Führen Sie alle nachstehenden Zeilen auf, in denen das Wort „rippled" vorkommt.

---

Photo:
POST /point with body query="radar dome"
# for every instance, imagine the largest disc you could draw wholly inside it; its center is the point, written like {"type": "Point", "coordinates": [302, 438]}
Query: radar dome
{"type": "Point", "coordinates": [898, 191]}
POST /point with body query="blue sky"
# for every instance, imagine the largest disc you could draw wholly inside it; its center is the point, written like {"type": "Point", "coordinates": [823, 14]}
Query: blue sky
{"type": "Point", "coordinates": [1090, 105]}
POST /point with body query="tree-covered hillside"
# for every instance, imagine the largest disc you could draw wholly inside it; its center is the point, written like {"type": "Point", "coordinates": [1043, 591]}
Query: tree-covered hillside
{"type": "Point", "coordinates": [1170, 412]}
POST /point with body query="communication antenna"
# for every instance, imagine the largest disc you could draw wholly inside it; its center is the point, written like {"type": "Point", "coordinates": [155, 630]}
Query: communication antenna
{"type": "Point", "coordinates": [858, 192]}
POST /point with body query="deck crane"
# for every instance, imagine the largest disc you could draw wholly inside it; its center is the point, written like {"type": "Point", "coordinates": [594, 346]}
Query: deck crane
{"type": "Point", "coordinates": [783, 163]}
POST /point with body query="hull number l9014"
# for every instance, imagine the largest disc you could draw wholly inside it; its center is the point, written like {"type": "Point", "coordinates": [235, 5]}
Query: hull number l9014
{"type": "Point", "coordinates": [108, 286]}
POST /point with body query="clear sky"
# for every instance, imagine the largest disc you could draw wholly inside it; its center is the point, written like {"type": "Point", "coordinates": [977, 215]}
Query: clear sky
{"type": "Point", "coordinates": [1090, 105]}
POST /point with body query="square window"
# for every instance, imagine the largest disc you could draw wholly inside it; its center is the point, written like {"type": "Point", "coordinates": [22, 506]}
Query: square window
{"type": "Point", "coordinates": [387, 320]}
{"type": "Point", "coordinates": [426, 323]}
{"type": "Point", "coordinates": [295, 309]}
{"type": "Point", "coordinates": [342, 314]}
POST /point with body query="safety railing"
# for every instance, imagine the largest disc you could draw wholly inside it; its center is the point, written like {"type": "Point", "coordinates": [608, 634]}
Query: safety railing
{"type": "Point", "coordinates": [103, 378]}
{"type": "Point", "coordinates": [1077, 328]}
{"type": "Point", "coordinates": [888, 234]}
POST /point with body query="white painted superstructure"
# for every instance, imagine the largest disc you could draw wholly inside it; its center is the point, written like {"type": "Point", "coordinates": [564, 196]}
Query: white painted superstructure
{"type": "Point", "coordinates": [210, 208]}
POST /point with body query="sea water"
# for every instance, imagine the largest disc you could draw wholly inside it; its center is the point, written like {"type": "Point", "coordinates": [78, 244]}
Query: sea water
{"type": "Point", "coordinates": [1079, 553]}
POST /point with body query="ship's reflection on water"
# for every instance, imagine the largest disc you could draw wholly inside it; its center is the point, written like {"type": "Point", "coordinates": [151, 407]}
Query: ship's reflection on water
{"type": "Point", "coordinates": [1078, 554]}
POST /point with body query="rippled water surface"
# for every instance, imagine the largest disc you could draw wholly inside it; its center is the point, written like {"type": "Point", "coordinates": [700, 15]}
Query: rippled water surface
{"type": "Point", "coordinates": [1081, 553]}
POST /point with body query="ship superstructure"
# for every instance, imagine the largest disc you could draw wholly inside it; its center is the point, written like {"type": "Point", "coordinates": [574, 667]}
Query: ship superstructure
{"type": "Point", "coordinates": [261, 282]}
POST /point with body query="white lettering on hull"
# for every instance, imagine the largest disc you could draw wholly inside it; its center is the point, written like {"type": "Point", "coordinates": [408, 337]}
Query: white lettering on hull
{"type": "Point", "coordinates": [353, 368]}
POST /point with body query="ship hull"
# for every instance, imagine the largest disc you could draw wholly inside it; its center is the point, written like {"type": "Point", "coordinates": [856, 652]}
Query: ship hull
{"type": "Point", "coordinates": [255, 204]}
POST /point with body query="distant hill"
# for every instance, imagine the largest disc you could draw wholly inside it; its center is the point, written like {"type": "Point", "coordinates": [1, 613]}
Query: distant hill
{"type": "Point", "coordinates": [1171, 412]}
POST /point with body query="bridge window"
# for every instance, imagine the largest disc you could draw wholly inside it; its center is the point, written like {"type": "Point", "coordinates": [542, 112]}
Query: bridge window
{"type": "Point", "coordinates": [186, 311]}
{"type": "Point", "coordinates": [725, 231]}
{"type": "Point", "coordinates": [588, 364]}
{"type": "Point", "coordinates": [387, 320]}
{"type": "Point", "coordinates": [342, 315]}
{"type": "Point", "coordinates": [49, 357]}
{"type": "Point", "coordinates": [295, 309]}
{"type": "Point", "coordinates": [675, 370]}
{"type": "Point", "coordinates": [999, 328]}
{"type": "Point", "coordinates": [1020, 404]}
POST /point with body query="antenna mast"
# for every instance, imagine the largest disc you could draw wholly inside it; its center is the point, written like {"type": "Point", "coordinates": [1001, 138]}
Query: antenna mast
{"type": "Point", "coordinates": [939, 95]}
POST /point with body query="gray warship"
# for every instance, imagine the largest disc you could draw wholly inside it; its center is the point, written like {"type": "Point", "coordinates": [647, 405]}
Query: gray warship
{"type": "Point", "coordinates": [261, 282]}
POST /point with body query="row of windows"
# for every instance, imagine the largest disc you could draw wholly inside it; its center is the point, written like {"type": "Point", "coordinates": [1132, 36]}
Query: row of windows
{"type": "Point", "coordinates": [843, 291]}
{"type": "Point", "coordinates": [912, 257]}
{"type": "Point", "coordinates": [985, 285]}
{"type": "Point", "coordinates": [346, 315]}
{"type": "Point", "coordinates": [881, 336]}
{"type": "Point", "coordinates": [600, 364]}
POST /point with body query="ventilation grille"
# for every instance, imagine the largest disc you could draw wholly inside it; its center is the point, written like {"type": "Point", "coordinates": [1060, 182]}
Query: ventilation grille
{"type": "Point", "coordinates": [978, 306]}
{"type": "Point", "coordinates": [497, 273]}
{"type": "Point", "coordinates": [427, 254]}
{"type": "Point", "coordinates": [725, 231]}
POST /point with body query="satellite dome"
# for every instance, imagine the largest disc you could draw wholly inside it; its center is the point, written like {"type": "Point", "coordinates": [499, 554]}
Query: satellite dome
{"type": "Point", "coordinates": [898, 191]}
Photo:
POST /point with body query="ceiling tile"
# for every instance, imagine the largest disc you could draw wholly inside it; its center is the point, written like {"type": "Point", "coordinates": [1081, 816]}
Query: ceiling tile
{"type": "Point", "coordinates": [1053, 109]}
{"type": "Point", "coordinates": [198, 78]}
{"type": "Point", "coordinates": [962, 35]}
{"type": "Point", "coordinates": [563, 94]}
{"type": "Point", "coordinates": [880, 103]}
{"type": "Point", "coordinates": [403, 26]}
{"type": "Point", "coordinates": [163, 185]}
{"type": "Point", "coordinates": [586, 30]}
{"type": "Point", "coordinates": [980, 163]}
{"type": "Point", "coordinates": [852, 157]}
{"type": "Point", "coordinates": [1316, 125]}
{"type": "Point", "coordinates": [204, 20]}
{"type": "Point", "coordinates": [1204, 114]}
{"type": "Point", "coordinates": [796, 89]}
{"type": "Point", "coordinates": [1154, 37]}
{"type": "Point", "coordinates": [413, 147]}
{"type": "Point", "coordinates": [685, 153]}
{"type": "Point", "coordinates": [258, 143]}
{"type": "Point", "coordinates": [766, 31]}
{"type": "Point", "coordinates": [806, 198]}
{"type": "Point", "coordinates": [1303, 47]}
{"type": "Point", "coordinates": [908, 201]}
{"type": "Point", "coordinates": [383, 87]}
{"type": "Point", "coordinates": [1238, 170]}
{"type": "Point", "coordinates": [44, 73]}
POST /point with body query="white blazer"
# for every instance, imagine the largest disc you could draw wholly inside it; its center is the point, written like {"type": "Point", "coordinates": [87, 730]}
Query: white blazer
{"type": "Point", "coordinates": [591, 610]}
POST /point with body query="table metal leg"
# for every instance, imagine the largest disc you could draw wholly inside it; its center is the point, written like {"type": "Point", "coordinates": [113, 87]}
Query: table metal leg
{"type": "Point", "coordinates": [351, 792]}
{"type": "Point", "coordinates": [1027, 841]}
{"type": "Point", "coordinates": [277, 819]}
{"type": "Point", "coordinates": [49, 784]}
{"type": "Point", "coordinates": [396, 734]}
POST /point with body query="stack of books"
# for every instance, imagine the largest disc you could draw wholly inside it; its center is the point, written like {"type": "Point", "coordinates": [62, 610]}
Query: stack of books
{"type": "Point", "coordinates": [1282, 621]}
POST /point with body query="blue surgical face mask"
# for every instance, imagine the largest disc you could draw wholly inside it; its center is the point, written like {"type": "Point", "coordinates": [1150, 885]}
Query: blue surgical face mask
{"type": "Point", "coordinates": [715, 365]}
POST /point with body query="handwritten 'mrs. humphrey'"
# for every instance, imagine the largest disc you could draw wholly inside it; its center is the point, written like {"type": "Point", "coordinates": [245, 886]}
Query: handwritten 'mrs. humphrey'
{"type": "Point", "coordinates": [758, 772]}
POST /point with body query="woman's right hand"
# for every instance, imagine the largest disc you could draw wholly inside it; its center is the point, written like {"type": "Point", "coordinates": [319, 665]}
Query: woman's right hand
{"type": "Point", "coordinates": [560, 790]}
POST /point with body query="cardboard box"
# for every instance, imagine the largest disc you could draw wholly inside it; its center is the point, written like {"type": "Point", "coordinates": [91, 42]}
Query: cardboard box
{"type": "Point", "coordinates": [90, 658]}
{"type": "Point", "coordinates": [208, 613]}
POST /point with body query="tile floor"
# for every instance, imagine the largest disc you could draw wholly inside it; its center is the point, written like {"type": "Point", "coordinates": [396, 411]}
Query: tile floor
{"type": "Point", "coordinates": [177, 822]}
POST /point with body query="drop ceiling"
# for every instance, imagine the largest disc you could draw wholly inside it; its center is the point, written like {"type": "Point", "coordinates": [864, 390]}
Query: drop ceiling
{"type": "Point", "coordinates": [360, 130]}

---

## LÖSUNG DER AUFGABE
POST /point with body query="rippled water surface"
Query: rippled water surface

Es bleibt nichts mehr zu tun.